Page text:
━━━━━━━━━━
Introduction
The Competition (Amendment) Act, 2023 (‘Amendment Act’) which was recently passed by the Indian Parliament and received the President’s assent in April 2023, proposes various new amendments to the Competition Act, 2002 (‘Act’). One of the key changes being introduced is the mechanisms for settlements and commitments for certain categories of enforcement cases i.e., anticompetitive vertical agreements and abuse of dominance. The Amendment Act also clarifies that the process to be followed for settlements and commitments will be implemented by way of subsequent regulations. These regulations are being drafted by the Competition Commission of India (‘Commission/CCI’), and will be released for public consultation before they are implemented.
Commitment Mechanism
Under the newly introduced Section 48B, parties may offer commitments at any point of time after the CCI initiates an investigation under Section 26(1) if the Act, but before the parties receive the Director General’s (‘DG’) investigative report. As a part of the commitment process, the CCI is required to provide the parties, the DG, and any other third parties the opportunity to provide their objections/ suggestions to the commitment proposal. That said, the CCI has the sole discretion to accept or reject a commitment proposal, and its order to this effect is final and may not be appealed. In case the CCI does not find the commitments offered to appropriately address its concerns, or the parties and the CCI do not reach an agreement on the terms of the commitment, the CCI has the power to reject the proposal and resume its investigation.
Settlement Mechanism
Under the newly introduced Section 48A, the CCI can accept a settlement proposal offered by parties under investigation. However, parties may offer to settle proceedings before the CCI at any point of time after they receive the DG’s report, but before the CCI has passed its final order. The provisions governing settlements under the Amendment Act are largely similar to those governing commitments. While assessing commitments, the CCI has (i) to provide the parties, the DG, and third parties the opportunity to be heard, and (ii) the sole discretion to accept or reject the terms of the settlement by way of a non-appealable order.
However, unlike in a commitment offer, a settlement proposal entails an admission of guilt by the parties. This is evident from the amendments to newly introduced Section 53N, which allows compensation claims arising out of settlement orders. The Amendment Act is consistent with the practice of the European Commission in this regard, where commitment decisions do not involve an infringement finding, whereas companies that settle admit responsibility for the conduct.[1]
Revocation of Settlement / Commitment Order
The Amendment Act allows the CCI to ensure that parties comply with the proposal terms. Specifically, under the newly introduced Section 48C, an order passed by the CCI under Section 48A or 48B will stand revoked if (i) parties fail to comply with the terms of the order, (ii) the CCI notes that the party had not made a ‘full and true disclosure’, or (iii) in case of a material change in facts. In addition, the Commission also has the power to restore or initiate the original enquiry for which the proposal was offered.
━━━━━━━━━━
Data section:

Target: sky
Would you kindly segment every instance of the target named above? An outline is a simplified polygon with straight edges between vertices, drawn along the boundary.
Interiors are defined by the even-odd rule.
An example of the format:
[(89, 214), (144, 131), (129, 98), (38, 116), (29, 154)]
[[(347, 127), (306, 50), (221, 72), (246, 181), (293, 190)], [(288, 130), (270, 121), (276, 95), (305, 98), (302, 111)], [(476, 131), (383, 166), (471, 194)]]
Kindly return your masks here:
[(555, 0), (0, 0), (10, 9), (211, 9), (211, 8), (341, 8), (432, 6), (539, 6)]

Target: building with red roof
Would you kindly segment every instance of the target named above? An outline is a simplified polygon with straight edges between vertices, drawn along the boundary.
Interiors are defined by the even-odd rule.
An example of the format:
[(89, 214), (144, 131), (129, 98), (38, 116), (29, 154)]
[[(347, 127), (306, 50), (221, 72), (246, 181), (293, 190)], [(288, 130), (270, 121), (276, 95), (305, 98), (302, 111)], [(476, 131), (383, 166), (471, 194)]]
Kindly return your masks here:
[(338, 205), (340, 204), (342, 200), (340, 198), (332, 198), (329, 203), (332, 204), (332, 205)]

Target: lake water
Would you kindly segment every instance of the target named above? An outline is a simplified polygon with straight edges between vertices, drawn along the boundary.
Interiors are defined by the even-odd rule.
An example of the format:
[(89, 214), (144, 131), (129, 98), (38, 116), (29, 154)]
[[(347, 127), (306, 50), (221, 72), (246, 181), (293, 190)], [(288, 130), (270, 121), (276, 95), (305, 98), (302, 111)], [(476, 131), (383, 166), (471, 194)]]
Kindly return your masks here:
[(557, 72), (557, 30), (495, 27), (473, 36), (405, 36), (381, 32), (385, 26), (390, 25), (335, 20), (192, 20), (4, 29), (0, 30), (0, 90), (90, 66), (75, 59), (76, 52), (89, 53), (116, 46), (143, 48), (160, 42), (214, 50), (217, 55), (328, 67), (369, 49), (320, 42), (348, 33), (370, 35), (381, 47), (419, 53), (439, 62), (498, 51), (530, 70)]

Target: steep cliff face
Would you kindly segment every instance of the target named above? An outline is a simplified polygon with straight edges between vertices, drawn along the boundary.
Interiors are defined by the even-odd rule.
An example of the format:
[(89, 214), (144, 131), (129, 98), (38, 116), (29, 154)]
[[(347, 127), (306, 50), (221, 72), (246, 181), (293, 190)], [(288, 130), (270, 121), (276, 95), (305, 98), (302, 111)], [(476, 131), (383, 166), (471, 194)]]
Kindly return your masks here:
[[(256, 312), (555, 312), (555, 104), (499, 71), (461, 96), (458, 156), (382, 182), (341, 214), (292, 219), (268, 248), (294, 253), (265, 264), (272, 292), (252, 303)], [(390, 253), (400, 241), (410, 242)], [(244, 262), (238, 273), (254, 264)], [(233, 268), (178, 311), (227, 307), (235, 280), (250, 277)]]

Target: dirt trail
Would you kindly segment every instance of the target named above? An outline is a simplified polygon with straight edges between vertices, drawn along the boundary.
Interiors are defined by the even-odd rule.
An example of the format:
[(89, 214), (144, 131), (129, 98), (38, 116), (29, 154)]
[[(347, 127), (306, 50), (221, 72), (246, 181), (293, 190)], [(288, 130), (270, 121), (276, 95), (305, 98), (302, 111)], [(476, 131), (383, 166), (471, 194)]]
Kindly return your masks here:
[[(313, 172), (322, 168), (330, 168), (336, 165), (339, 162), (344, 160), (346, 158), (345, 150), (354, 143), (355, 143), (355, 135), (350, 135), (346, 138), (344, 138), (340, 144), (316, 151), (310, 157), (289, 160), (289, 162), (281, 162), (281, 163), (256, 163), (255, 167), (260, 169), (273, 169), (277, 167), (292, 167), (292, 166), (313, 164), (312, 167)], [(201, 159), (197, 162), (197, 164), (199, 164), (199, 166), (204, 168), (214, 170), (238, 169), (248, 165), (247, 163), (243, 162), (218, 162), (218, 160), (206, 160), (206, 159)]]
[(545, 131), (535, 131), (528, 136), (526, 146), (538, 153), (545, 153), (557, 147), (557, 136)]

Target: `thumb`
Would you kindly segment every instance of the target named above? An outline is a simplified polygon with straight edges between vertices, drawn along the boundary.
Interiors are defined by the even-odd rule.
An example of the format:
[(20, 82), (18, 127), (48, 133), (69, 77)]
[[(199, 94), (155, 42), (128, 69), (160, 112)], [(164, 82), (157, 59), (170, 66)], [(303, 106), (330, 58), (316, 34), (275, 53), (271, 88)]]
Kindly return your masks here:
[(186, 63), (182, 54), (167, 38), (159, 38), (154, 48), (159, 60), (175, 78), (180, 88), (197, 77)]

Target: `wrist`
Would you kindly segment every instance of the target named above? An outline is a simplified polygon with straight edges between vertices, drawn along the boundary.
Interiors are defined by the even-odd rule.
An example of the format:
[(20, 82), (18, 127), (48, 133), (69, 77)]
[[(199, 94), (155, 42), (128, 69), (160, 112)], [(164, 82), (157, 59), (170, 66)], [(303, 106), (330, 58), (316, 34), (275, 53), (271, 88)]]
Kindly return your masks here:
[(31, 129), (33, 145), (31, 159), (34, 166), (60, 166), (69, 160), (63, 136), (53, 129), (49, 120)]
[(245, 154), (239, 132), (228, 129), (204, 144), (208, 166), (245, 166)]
━━━━━━━━━━
Exercise 1:
Reproduce verbatim the lines of the rows from the line containing "Target: steep cliff face" to the line containing "280), (250, 277)]]", including both of those lines.
Exercise 2:
Continue the article on settlements and commitments under India's Competition (Amendment) Act, 2023 from the point where it stops.

Exercise result 1:
Target: steep cliff face
Would you kindly segment every instance of the target named above? An outline is a simplified polygon with straight edges between vertices, drawn along the boundary.
Interiors are defined by the even-odd rule.
An example of the format:
[(89, 214), (144, 131), (129, 98), (38, 116), (29, 154)]
[[(347, 127), (306, 50), (221, 72), (246, 181), (293, 190)], [(288, 130), (270, 121), (276, 95), (305, 98), (302, 111)], [(476, 131), (383, 166), (471, 194)]]
Kindly return your masks here:
[[(256, 312), (555, 312), (555, 104), (499, 71), (461, 96), (458, 156), (382, 182), (341, 214), (292, 219), (268, 248), (294, 253), (265, 264), (272, 292), (252, 303)], [(390, 253), (400, 241), (410, 242)], [(244, 262), (238, 273), (254, 264)], [(233, 268), (178, 311), (227, 307), (235, 280), (250, 277)]]

Exercise result 2:
Concerns with the Newly Introduced Mechanisms
While certainly a welcome introduction, Sections 48A and 48B (as they currently stand) leave certain aspects unclear. For example:
i. Exclusion of Cartels from Settlement Provisions: As stated above, both commitments and settlements are only available to parties being investigated for anticompetitive vertical agreements and abuse of dominance. This is inconsistent with the practice followed by jurisdictions such as the European Commission (which has heavily influenced the evolution of Indian competition law), where settlements are available only in cartel cases. It was also the Standing Committee on Finance’s (‘Standing Committee’) recommendation to include cartels within the scope of the Amendment Act’s settlement provisions, on a case-by-case basis. However, the version of the Amendment Act which received the President’s assent does not incorporate this recommendation. While it is unclear why such an exclusion was made, the Standing Committee’s report indicates that the Ministry of Corporate Affairs had advocated against the inclusion of cartels under the settlement provisions, given that (i) a leniency regime already exists for cartels, and (ii) cartels are egregious and pernicious in nature.[2] It may be noted that the European Commission,[3] the United Kingdom,[4] and Germany,[5] all allow cartels to offer settlements despite the existence of a leniency regime.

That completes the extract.